**Directions for this task**: Please reproduce every line of the records below as a numbered list, omitting any blank lines.
++++ Dataset records ++++
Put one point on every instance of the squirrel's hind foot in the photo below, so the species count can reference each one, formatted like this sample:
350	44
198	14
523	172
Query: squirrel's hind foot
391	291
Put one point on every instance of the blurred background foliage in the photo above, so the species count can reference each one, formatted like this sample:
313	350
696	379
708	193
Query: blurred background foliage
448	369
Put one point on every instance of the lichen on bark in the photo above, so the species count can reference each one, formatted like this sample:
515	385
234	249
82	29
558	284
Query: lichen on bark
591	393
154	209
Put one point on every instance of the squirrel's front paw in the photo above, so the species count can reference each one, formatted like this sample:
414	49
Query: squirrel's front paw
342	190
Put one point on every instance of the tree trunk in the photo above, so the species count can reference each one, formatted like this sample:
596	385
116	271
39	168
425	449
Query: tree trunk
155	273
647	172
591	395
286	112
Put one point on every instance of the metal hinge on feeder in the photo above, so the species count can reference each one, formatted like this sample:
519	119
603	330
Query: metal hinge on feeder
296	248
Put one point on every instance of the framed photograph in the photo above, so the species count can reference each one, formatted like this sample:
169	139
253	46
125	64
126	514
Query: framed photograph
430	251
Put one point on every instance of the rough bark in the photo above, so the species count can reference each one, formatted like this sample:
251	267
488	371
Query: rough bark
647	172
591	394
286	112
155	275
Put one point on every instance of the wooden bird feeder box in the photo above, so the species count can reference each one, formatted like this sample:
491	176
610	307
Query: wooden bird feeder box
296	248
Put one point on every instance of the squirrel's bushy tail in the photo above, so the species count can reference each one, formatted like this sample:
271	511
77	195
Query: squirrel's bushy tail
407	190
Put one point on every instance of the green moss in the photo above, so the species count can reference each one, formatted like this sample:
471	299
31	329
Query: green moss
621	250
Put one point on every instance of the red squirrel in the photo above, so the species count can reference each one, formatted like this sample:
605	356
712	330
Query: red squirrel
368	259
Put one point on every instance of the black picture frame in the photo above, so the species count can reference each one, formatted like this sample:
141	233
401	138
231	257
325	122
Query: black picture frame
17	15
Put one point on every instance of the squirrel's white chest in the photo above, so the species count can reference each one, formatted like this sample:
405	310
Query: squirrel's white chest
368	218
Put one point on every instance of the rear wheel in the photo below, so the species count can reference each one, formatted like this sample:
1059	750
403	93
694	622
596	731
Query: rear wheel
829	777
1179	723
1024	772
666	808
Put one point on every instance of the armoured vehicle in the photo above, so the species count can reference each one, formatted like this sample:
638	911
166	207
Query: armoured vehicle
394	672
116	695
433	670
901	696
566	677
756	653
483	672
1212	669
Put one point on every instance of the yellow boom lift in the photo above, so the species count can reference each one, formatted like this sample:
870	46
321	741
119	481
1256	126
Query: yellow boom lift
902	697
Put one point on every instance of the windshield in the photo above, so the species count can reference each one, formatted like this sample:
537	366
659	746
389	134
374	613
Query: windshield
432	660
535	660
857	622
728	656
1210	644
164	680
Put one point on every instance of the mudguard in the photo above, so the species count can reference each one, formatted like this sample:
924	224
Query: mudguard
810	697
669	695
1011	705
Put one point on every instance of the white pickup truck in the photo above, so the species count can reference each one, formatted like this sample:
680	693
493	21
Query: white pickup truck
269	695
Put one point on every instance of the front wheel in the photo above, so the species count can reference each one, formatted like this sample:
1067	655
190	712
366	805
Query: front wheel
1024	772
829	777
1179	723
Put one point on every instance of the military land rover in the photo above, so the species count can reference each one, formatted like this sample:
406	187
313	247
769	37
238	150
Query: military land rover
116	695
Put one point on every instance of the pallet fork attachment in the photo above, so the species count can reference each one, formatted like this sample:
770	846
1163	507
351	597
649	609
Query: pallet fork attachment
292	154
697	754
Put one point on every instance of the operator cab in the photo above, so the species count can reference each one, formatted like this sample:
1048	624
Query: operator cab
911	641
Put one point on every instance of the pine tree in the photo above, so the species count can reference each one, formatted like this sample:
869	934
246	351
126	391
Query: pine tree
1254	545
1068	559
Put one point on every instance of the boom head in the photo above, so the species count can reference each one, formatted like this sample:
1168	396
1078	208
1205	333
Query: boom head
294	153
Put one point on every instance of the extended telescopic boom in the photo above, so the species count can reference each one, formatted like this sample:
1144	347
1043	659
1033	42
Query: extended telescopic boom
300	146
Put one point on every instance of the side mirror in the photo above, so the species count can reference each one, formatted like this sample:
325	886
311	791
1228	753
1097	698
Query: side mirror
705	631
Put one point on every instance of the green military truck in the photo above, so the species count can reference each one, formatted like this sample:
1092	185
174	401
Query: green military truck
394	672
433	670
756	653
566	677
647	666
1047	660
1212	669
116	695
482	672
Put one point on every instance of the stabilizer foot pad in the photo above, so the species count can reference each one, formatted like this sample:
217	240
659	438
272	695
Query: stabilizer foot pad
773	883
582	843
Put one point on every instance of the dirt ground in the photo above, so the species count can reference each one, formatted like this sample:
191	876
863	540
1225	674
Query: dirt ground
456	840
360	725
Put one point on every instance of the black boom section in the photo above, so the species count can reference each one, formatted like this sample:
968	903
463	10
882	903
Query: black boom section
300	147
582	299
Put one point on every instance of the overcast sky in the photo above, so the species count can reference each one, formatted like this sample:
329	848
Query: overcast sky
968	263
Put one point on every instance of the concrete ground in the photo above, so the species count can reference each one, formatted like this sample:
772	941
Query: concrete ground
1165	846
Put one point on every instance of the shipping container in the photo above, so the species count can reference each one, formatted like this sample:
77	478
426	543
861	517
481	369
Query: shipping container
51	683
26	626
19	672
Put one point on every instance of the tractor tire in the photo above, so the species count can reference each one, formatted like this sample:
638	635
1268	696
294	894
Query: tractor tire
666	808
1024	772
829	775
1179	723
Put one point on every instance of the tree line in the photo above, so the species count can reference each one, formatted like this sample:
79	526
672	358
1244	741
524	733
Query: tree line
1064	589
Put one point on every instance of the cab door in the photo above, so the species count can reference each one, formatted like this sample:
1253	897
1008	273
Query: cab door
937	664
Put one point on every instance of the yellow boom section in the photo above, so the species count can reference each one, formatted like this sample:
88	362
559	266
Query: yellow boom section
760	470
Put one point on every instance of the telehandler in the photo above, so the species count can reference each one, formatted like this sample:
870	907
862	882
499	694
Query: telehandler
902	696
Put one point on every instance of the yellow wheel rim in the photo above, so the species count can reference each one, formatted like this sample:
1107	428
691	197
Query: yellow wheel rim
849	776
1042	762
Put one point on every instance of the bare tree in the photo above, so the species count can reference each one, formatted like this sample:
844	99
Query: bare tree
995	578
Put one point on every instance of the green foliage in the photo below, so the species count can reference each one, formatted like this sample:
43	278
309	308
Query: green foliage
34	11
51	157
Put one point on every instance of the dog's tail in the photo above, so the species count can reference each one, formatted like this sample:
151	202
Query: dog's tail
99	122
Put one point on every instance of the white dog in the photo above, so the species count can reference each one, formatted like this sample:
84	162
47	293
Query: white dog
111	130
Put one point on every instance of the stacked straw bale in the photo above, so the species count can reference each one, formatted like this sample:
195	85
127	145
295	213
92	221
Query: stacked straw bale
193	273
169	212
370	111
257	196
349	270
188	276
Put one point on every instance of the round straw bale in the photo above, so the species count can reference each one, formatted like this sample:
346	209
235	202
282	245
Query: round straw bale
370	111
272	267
++++
**Result of this exercise**:
1. Put one point on every instance of the squirrel's hind foot in the photo below, so the species count can reference each one, formatted like this sample:
2. 350	44
3. 198	14
4. 523	172
5. Query: squirrel's hind foot
6. 391	291
7. Put one point on every instance of the blurred background foliage in the photo above, so the species count can reference each one, formatted like this sample:
8. 313	350
9. 696	379
10. 708	193
11. Query: blurred background foliage
12. 448	369
13. Put one point on every instance of the lichen on bark in the photo above, so the species count can reference each one, formatted like this sample:
14. 515	385
15. 234	249
16. 82	29
17. 558	284
18. Query: lichen on bark
19. 591	393
20. 154	209
21. Put one point on every instance of the squirrel's front paw in the photo above, so the species count can reference each one, formatted like this sample:
22. 414	49
23. Query: squirrel's front paw
24. 342	190
25. Put one point on every instance of the tree trunk in the photo above, so the species count can reference each one, formatted like this sample:
26. 596	385
27. 116	271
28. 39	168
29. 425	449
30. Query: tree trunk
31. 155	273
32. 647	172
33. 591	395
34. 286	112
35. Put one point on every instance of the metal hinge on feeder in the photo above, so the species count can reference each one, formatted like this sample:
36. 519	119
37. 603	330
38. Query: metal hinge on feeder
39. 296	248
40. Put one point on every instance of the framed photograph in the photo above, so the species count can reference each one, formatted like this sample:
41. 169	139
42. 253	46
43. 125	64
44. 126	514
45. Query: framed photograph
46. 430	251
47. Put one point on every instance of the rough bark in the photo above, so the species count can reference each one, formatted like this sample:
48. 251	267
49. 488	371
50. Query: rough bark
51. 647	172
52. 591	394
53. 286	112
54. 155	275
55. Put one point on every instance of the wooden bird feeder box in the photo above, so the species count can reference each one, formatted like this sample:
56. 491	176
57. 610	307
58. Query: wooden bird feeder box
59. 296	248
60. Put one point on every instance of the squirrel's bushy tail in the photo above, so the species count can reference each one, formatted like this sample:
61. 271	511
62. 77	195
63. Query: squirrel's bushy tail
64. 407	190
65. Put one point on every instance of the green moss in the photo above, so the species count can reference each one, formatted like this sample:
66. 471	299
67. 31	329
68. Query: green moss
69. 621	250
70. Put one point on every instance of the red squirrel in the photo above, so the species count can reference each one, formatted like this sample:
71. 605	356
72. 712	330
73. Query: red squirrel
74. 368	259
75. Put one point on every instance of the black picture frame in the photo above, so the species count can reference each one, formatted like this sample:
76. 141	233
77. 401	138
78. 231	257
79. 325	122
80. Query: black picture frame
81. 17	15
82. Put one point on every instance of the squirrel's white chest in the photo above, so the species count can reference each one, formatted like this sample:
83. 405	310
84. Query: squirrel's white chest
85. 368	218
86. Put one point on every instance of the rear wheel in the photo below, so the species count can reference each one, formatted like this sample:
87. 1059	750
88. 403	93
89. 694	622
90. 596	731
91. Query: rear wheel
92. 829	777
93. 1179	723
94. 1024	772
95. 666	808
96. Put one point on every instance of the armoured vehicle in the photo above, so the species count can reference each one, formatted like this sample:
97. 638	911
98. 166	207
99. Query: armoured vehicle
100. 394	672
101. 116	695
102. 433	670
103. 901	696
104. 566	677
105. 756	653
106. 483	672
107. 1212	669
108. Put one point on every instance of the yellow boom lift in the photo above, so the species count can reference each one, formatted like this sample:
109. 870	46
110. 321	741
111. 119	481
112. 1256	126
113. Query: yellow boom lift
114. 902	697
115. Put one point on every instance of the windshield in the photo above, so the species count can reference each one, formatted like this sample:
116. 537	366
117. 659	746
118. 389	134
119. 374	613
120. Query: windshield
121. 432	660
122. 535	660
123. 857	622
124. 728	656
125. 1210	644
126. 164	680
127. Put one point on every instance of the mudguard in the photo above, so the species count can reference each one, formatted like this sample:
128. 924	224
129. Query: mudguard
130. 810	697
131. 669	695
132. 1011	705
133. Put one point on every instance of the white pickup truck in the photo above, so the species count can reference each one, formatted like this sample:
134. 680	693
135. 493	21
136. Query: white pickup truck
137. 269	695
138. Put one point on every instance of the front wheel in the photo above, so the species count can reference each one, formatted like this sample:
139. 1067	655
140. 190	712
141. 366	805
142. Query: front wheel
143. 1024	772
144. 829	777
145. 1179	723
146. Put one point on every instance of the military land rover in the photo above, so the species count can reference each one, formatted like this sample:
147. 406	187
148. 313	247
149. 769	37
150. 238	150
151. Query: military land rover
152. 116	695
153. Put one point on every instance of the pallet fork attachment in the photo above, so the species count can reference each one, formatted like this sample:
154. 770	846
155. 1163	507
156. 351	597
157. 649	609
158. Query: pallet fork attachment
159. 292	154
160. 697	754
161. Put one point on every instance of the operator cab in the photo above, so the species count can reference each one, formatted like this sample:
162. 1048	624
163. Query: operator cab
164. 911	641
165. Put one point on every instance of the pine tree in the photo above, so the species count can reference each one, formatted like this sample:
166. 869	934
167. 246	351
168. 126	391
169. Query: pine tree
170. 1254	545
171. 1068	559
172. Put one point on every instance of the boom head in the photo above, so the species count can reference each one, formatted like this sample:
173. 1168	396
174. 1078	208
175. 1205	333
176. Query: boom head
177. 294	153
178. Put one point on every instance of the extended telescopic boom in the photo above, so the species count can reference each one, formatted like this sample:
179. 1144	347
180. 1043	659
181. 1033	42
182. Query: extended telescopic boom
183. 300	146
184. Put one point on every instance of the side mirror in the photo above, so the species count can reference each one, formatted like this sample:
185. 325	886
186. 311	791
187. 1228	753
188. 1097	698
189. Query: side mirror
190. 705	631
191. Put one point on every instance of the green military truck in the photo above, so the species count can reference each one, formatted like this sample:
192. 1092	185
193. 174	401
194. Query: green military truck
195. 394	672
196. 433	670
197. 756	653
198. 566	677
199. 647	666
200. 1047	660
201. 1212	669
202. 116	695
203. 482	672
204. Put one point on every instance of the stabilizer foot pad in the photo above, so the species count can reference each one, formatted like this sample:
205. 217	240
206. 659	438
207. 272	695
208. Query: stabilizer foot pad
209. 773	883
210. 582	843
211. Put one point on every instance of the dirt ground in the photo above, so the species count can reference each one, formatted like this sample:
212. 191	876
213. 863	540
214. 1225	674
215. Query: dirt ground
216. 456	840
217. 360	725
218. Put one point on every instance of the black boom section in the photo above, so the species count can reference each one, formatted like this sample:
219. 968	903
220. 463	10
221. 882	903
222. Query: black boom section
223. 300	147
224. 582	299
225. Put one point on every instance of the overcast sky in the photo above, so the species count can reference each one, formatted like this sample:
226. 329	848
227. Query: overcast sky
228. 968	263
229. Put one point on every instance of the concrete ground in the photo above, so the species count can reference each one, formatted like this sample:
230. 772	941
231. Query: concrete ground
232. 1165	846
233. Put one point on every instance of the shipping container in the photo above, so the species count can reference each one, formatted like this sample:
234. 77	478
235. 426	543
236. 861	517
237. 481	369
238. Query: shipping container
239. 51	683
240. 26	626
241. 19	672
242. Put one point on every instance of the tractor tire in the photo above, so the species count can reference each one, formatted like this sample:
243. 638	635
244. 1268	696
245. 294	894
246. Query: tractor tire
247. 666	808
248. 1024	772
249. 829	775
250. 1179	723
251. Put one point on every instance of the tree line in the photo above, so the species count can reference each one, formatted like this sample:
252. 79	526
253. 672	358
254. 1244	741
255. 524	733
256. Query: tree line
257. 1064	589
258. Put one point on every instance of the cab door in the photo above, so the species count can reference each one, formatted like this sample:
259. 1253	897
260. 1008	273
261. Query: cab door
262. 937	664
263. Put one point on every instance of the yellow boom section in the photo above, so the species count can reference each one, formatted like this sample:
264. 88	362
265. 559	266
266. Query: yellow boom section
267. 760	470
268. Put one point on every instance of the telehandler in the photo above, so the species count can reference each one, formatted like this sample:
269. 870	907
270. 862	882
271. 499	694
272. Query: telehandler
273. 902	696
274. Put one point on every instance of the yellow wheel rim in the photo above, so the species count can reference each one, formatted like this sample:
275. 1107	428
276. 691	197
277. Query: yellow wheel rim
278. 849	776
279. 1042	762
280. Put one point on every instance of the bare tree in the photo above, so the species count can reference each one, formatted like this sample:
281. 844	99
282. Query: bare tree
283. 995	578
284. Put one point on every instance of the green foliage in the photo below, so the species count can reference each one, formatted like this sample:
285. 43	278
286. 309	308
287. Query: green foliage
288. 34	11
289. 51	157
290. Put one point on every instance of the dog's tail in the photo above, so the species count can reference each one, formatted like this sample:
291. 151	202
292. Query: dog's tail
293. 99	122
294. Put one point on every instance of the white dog in the photo above, so the species count can reference each one, formatted like this sample:
295. 84	162
296. 47	293
297. Query: white dog
298. 111	130
299. Put one point on every instance of the stacked straw bale in the photo above, so the species count can reference each one, formatted like this sample:
300. 195	85
301. 127	145
302. 295	213
303. 92	221
304. Query: stacked straw bale
305. 193	273
306. 169	212
307. 370	111
308. 257	196
309. 349	270
310. 188	276
311. Put one point on every instance of the round straw bale in the photo above, so the species count can reference each one, formatted like this sample:
312. 346	209
313. 235	202
314. 282	245
315. Query: round straw bale
316. 370	111
317. 272	267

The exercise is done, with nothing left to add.